All lines in the data bearing the string "plank" should be identified and copied.

============================================================

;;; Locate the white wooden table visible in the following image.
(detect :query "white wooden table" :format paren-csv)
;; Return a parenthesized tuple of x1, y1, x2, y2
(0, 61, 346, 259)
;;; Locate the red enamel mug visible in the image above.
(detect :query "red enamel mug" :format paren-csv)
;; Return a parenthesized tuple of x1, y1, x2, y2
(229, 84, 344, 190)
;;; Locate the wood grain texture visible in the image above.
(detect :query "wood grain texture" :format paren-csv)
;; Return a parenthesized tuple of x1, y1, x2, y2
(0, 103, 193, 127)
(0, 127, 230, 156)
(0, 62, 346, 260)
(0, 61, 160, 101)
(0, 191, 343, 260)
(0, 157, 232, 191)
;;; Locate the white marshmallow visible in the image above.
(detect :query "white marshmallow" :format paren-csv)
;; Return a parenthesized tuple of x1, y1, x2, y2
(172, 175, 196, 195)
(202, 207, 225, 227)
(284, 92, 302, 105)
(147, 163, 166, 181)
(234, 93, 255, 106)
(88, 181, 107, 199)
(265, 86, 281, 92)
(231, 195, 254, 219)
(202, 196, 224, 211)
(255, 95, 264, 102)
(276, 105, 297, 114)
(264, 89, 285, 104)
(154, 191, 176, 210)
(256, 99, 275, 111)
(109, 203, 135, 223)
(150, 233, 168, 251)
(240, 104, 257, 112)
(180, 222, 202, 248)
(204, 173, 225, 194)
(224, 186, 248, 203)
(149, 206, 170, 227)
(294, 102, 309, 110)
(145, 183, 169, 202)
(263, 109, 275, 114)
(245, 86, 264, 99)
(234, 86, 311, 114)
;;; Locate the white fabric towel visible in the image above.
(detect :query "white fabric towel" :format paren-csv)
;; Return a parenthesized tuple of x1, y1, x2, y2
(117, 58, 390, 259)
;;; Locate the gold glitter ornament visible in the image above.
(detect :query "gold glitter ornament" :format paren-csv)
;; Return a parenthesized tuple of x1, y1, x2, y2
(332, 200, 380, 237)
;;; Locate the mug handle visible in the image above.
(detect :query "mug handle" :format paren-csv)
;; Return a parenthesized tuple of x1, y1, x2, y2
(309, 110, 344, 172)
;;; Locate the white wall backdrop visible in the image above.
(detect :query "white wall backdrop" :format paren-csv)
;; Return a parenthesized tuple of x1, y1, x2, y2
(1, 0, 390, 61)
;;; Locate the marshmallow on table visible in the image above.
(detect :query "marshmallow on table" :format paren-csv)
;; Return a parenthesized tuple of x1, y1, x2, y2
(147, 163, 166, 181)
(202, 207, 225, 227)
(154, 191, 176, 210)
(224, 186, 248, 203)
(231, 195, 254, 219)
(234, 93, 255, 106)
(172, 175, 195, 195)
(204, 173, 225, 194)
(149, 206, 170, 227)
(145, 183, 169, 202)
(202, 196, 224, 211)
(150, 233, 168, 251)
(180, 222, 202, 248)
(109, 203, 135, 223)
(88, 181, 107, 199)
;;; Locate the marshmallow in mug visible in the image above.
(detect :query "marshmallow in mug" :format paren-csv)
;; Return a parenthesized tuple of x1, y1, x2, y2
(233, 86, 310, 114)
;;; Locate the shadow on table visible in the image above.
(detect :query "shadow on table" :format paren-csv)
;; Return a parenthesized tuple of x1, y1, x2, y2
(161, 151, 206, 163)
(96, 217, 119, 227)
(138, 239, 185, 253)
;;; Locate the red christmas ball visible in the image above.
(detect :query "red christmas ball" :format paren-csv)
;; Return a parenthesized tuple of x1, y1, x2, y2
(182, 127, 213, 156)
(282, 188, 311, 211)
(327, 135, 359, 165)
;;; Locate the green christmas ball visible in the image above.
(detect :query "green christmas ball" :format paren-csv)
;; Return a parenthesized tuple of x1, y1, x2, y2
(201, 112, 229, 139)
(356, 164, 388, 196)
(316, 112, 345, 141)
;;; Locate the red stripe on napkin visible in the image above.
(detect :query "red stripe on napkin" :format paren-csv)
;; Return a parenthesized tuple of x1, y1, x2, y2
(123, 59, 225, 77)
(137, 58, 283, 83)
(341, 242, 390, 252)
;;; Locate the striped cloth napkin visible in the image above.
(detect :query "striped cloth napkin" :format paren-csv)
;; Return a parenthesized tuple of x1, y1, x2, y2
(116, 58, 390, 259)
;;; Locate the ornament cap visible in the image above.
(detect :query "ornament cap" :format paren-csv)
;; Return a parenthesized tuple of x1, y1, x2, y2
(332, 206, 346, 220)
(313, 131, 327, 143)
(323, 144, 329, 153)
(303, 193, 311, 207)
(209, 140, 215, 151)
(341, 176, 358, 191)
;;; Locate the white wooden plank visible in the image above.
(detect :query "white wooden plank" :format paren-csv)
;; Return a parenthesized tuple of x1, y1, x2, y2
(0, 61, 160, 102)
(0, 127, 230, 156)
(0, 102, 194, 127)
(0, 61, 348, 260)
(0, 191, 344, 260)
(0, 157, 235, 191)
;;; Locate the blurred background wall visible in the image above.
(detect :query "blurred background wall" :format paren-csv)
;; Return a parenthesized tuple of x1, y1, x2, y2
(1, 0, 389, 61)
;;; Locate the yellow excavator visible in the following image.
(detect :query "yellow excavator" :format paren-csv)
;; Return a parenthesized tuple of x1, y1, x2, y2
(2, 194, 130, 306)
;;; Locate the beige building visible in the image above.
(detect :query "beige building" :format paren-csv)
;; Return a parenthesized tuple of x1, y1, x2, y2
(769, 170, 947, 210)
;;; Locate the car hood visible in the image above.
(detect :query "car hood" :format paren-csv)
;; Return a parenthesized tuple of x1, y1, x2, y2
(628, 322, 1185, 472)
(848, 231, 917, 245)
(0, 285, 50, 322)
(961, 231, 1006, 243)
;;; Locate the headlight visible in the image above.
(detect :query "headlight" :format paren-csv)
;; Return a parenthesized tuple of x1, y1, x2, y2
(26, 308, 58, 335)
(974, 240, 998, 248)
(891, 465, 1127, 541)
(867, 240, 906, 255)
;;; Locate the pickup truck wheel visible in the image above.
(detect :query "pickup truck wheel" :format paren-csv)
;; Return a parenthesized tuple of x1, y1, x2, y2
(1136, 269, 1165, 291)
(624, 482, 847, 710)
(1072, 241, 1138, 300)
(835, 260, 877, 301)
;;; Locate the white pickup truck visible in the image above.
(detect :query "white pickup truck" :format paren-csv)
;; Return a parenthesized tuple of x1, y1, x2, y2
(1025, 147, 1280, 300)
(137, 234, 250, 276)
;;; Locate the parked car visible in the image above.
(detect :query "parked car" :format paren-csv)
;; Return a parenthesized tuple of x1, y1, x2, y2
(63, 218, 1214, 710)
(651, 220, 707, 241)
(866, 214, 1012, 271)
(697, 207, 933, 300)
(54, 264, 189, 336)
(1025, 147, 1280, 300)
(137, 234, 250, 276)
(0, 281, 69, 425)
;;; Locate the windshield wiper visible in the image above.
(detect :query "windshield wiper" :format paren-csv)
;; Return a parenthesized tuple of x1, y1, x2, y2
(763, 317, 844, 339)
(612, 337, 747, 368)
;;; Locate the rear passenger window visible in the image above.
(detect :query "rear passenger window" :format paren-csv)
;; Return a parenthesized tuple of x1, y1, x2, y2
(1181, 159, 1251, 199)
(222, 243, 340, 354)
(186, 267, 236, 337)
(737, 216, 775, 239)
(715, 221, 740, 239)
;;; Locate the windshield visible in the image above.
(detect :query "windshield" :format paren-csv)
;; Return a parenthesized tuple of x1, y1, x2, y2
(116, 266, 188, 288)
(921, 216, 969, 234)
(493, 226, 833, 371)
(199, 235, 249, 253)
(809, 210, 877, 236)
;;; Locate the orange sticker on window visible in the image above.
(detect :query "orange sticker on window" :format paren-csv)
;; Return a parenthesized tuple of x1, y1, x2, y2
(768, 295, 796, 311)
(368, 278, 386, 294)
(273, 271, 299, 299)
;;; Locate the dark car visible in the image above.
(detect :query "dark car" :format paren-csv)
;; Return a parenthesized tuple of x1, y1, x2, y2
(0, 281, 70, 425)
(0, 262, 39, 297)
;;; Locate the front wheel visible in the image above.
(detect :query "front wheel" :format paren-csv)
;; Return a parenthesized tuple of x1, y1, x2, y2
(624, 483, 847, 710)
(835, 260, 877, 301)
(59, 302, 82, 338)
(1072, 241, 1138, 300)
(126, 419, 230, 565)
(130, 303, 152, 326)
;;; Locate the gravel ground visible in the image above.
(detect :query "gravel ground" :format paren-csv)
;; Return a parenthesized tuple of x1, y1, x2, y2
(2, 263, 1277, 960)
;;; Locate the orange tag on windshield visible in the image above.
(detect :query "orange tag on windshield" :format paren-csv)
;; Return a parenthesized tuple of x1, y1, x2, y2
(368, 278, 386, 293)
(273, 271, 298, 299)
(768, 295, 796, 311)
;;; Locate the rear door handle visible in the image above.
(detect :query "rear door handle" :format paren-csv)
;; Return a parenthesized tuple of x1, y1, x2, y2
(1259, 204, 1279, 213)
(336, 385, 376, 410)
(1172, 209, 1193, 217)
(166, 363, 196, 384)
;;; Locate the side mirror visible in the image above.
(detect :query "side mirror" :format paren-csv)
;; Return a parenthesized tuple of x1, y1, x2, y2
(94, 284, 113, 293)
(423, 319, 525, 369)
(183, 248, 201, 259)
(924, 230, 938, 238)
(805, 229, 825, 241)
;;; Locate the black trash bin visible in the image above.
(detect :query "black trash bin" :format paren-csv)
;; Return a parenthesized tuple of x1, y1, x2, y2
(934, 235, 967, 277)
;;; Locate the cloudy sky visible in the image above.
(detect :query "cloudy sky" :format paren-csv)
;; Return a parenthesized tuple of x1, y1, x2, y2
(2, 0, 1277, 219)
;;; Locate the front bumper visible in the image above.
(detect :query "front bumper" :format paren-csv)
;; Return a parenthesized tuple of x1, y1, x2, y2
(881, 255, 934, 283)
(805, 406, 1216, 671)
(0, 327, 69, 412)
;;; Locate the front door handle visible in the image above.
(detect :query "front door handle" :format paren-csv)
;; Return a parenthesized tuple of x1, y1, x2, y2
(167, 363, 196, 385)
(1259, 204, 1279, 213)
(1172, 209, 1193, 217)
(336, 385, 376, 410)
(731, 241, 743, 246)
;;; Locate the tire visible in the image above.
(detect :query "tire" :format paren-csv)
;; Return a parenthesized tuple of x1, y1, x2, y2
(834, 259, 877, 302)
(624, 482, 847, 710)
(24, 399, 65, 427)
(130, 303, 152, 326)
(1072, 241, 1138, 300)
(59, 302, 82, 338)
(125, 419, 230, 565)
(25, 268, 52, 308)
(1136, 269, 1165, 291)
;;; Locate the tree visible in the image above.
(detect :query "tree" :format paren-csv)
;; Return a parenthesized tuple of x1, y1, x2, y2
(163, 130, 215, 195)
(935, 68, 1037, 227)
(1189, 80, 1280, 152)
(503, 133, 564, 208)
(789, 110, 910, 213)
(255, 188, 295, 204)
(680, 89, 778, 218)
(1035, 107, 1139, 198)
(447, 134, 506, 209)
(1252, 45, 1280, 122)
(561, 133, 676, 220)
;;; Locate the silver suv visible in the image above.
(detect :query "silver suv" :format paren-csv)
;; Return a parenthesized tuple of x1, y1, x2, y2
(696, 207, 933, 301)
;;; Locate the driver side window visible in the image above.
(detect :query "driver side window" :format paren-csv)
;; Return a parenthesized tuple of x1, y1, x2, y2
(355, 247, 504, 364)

============================================================

## Result of this exercise
;;; Locate the white wooden plank visible in the image above.
(detect :query "white wooden plank" :format paren-csv)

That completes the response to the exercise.